(Items listed in a dataset)
○ ○ ○ ○ ○
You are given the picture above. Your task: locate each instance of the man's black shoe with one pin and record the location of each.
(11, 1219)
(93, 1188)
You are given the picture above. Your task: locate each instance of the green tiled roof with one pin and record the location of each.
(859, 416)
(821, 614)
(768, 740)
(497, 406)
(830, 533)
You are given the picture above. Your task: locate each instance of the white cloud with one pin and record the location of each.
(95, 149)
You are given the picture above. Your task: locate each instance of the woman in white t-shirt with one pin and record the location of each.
○ ○ ○ ○ ○
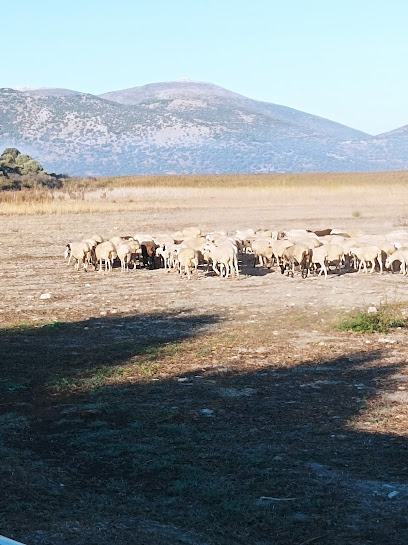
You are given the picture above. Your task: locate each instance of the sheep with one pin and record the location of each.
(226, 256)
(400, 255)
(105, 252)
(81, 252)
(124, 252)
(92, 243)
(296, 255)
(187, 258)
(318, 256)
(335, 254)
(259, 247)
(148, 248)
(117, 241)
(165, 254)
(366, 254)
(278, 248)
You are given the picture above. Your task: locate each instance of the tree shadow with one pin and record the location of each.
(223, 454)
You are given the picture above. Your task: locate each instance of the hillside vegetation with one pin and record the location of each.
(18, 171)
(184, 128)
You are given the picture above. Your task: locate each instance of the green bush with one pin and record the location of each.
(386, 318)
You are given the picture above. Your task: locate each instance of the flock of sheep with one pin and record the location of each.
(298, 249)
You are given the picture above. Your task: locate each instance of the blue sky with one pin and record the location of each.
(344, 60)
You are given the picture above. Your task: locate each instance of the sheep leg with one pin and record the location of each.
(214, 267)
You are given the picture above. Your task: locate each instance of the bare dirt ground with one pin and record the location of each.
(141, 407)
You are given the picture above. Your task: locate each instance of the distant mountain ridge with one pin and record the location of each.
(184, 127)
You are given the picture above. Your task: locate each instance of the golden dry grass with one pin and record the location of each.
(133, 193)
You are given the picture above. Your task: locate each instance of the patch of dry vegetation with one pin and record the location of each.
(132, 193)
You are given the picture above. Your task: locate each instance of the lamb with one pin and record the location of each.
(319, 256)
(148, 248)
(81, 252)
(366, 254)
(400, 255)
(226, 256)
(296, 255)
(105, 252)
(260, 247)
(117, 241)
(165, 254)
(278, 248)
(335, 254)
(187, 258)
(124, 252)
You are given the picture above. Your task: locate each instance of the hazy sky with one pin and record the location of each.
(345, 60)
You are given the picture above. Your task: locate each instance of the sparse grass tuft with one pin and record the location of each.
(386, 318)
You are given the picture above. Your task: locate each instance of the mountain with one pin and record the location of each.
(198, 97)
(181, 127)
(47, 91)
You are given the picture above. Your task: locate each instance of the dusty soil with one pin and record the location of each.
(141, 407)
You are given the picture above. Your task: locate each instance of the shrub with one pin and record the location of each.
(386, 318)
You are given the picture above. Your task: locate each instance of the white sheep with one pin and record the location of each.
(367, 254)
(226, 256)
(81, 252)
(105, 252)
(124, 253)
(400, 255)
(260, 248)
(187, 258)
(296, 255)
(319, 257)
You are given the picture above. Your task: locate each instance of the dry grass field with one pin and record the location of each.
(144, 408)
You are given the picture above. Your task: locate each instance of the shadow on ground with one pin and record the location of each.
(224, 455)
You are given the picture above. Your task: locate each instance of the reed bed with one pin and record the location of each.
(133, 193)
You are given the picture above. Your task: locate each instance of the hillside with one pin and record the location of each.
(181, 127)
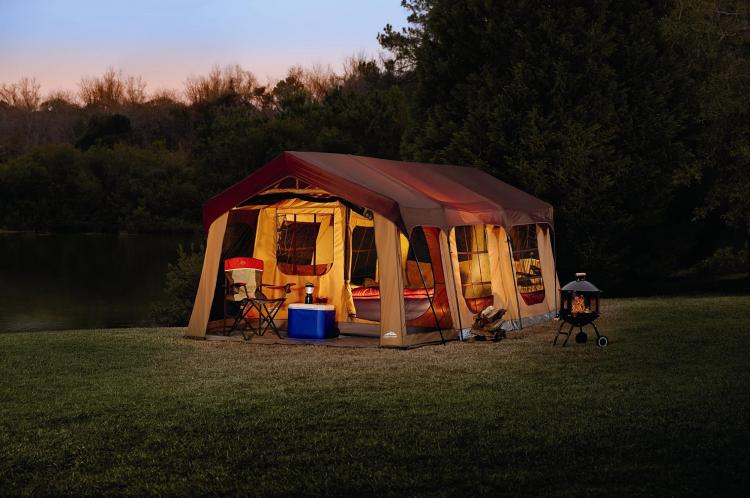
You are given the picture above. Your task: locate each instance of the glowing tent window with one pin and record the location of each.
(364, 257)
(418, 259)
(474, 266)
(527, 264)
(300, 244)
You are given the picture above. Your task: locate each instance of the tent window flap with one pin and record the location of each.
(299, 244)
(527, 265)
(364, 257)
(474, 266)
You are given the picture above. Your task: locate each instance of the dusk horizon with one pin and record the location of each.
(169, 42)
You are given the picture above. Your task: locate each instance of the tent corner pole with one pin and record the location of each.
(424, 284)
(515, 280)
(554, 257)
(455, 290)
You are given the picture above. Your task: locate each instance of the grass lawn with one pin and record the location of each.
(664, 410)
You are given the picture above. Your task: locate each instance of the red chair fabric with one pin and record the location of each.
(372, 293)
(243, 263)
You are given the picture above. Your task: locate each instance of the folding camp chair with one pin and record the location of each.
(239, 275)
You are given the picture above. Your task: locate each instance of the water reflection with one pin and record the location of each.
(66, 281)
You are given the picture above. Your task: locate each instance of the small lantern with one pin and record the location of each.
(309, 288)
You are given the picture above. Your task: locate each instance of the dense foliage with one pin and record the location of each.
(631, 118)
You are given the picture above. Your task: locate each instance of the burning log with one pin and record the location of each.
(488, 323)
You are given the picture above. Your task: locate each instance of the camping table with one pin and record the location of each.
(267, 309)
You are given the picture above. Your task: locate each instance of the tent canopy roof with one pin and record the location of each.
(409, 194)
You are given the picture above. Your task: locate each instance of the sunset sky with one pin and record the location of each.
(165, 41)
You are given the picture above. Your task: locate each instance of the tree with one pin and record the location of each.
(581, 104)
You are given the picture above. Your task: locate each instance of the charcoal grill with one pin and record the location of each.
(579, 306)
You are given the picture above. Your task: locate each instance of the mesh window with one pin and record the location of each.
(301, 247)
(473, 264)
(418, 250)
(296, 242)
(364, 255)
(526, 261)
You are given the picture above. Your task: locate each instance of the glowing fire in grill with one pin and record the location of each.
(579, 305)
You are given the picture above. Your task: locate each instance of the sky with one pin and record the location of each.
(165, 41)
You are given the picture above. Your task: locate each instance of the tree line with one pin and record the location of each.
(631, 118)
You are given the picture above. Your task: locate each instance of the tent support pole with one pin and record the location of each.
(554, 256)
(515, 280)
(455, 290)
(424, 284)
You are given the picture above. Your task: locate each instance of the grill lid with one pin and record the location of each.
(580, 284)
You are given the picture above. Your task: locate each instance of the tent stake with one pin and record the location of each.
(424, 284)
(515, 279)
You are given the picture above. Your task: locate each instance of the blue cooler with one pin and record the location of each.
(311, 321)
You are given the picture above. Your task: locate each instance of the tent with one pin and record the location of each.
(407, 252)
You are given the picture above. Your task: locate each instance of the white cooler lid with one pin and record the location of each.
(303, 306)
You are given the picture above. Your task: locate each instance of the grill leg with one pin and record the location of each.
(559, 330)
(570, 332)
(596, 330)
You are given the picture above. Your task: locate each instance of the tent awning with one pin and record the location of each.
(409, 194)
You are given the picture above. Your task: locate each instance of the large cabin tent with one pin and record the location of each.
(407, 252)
○ ○ ○ ○ ○
- _Activity_
In the entries above, find the line with "of the man's" and the line with "of the woman", then restate word for word both of them and every line between, with nothing more.

- _Output for this task_
You are given the picture above. Your task: locate each instance of the man's black shoe with one pin and record the location of each.
(11, 1219)
(93, 1188)
You are given the picture above. Your task: locate each instance of the green tiled roof with one pin and record the location of each.
(859, 416)
(821, 614)
(768, 740)
(497, 406)
(830, 533)
You are given the picture above. Your task: locate each instance of the white cloud with one pin and record the location of each.
(95, 149)
You are given the picture above. Your task: locate each instance of the woman in white t-shirt with one pin and record the location of each.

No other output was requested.